**SHORT TASK:** Rewrite the lines of the listing below, from the line holding "of the small" through the line holding "[[121, 244], [128, 228], [360, 203], [117, 253], [124, 235]]", inclusive, and give only those lines with their labeling requests kept. Rescale every point coordinate in the answers by multiplying it by 1.95 and rounding to the nearest whole number, with halves rounded up.

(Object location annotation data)
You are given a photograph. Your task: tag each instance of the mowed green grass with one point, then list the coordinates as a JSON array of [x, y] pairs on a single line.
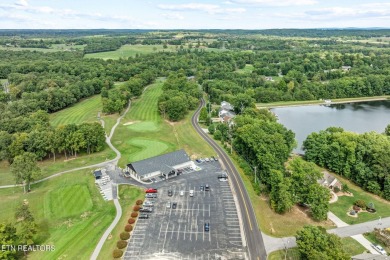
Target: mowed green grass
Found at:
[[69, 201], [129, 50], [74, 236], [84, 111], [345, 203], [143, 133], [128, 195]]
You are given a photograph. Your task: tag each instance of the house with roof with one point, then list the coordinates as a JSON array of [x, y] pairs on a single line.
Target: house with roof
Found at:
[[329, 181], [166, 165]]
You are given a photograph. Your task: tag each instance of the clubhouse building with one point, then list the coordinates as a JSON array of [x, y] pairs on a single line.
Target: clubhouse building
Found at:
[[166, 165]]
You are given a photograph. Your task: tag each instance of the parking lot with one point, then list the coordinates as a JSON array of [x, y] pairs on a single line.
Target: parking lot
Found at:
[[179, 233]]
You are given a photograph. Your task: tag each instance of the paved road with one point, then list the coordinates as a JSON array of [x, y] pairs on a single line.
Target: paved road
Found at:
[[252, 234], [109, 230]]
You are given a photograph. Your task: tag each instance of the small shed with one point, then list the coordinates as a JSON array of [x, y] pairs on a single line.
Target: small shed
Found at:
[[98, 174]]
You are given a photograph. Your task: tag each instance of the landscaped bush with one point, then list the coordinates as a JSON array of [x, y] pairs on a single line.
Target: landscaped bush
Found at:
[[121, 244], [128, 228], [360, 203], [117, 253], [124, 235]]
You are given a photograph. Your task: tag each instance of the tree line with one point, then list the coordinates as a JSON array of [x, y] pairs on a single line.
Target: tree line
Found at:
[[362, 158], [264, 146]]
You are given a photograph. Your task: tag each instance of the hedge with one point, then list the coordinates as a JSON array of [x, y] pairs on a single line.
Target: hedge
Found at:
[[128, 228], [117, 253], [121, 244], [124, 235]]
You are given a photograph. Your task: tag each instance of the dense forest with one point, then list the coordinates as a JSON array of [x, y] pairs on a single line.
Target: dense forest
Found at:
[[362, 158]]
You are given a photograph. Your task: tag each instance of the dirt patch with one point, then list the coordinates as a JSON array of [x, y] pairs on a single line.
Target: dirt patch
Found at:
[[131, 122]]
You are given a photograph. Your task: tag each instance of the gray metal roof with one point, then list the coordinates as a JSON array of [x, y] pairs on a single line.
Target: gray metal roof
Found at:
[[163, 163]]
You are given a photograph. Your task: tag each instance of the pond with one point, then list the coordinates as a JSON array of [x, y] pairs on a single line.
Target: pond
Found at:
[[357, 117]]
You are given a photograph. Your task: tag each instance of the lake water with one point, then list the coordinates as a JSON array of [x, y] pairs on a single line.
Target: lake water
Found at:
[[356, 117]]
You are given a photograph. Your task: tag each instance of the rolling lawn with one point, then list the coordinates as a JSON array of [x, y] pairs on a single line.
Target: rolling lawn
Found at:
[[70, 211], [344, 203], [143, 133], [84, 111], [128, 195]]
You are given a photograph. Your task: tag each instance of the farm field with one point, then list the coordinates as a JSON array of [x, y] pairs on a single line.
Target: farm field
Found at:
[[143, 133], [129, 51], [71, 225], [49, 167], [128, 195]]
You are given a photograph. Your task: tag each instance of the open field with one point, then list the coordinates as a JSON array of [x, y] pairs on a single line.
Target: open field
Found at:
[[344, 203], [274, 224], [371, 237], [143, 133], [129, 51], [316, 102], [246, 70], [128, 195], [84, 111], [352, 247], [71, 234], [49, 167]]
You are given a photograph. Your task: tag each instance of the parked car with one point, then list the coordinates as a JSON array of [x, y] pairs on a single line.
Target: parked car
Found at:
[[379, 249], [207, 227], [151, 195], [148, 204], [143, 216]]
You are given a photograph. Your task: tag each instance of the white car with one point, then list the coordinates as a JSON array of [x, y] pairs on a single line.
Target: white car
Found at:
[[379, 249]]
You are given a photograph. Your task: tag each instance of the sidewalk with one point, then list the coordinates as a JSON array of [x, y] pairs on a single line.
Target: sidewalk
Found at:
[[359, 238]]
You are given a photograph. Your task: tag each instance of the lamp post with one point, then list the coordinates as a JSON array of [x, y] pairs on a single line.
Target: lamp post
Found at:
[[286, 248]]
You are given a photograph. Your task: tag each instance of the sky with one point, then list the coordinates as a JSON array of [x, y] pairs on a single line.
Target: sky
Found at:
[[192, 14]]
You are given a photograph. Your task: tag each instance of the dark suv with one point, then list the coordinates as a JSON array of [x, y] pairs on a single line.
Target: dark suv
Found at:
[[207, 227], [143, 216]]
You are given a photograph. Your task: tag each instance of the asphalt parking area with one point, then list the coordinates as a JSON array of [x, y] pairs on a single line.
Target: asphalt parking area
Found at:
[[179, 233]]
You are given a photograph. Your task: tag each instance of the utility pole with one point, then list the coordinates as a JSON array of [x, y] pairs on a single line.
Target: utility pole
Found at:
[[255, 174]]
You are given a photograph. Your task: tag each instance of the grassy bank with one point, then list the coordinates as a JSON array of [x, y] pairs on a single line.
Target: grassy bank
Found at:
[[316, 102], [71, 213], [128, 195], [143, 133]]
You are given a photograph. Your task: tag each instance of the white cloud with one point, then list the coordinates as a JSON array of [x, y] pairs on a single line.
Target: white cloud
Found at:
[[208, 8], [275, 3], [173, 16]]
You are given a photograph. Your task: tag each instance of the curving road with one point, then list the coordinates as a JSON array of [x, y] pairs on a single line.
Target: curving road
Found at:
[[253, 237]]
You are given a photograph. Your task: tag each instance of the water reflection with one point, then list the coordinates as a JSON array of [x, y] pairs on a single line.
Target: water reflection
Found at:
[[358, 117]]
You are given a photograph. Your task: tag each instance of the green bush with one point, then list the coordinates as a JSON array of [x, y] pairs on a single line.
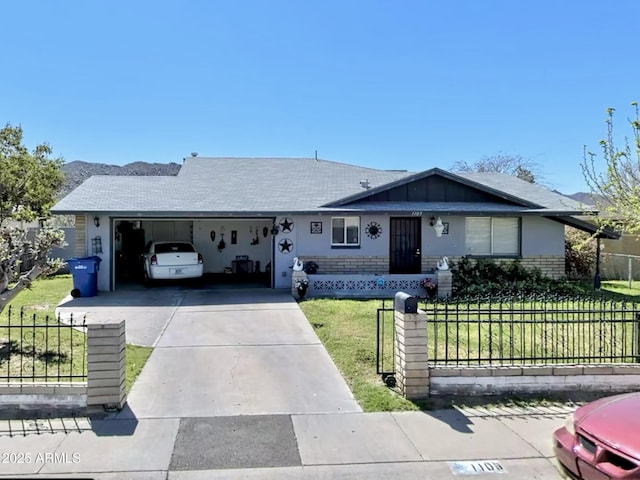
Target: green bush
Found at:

**PROBLEM SOLUTION:**
You are given a photograph. Your task: tag each instance of the small shed with one point, then list the coordinates as a JSON array of [x, y] pairs on a single line.
Target: small shed
Found at:
[[191, 339]]
You are given a photograph. Your task: tag each instance of the landscaped bush with one point, then list the coordinates as a JSON array of [x, y] pairs on a single line.
Target: landscaped bush
Found at:
[[236, 476], [250, 445], [702, 396], [228, 493], [242, 458]]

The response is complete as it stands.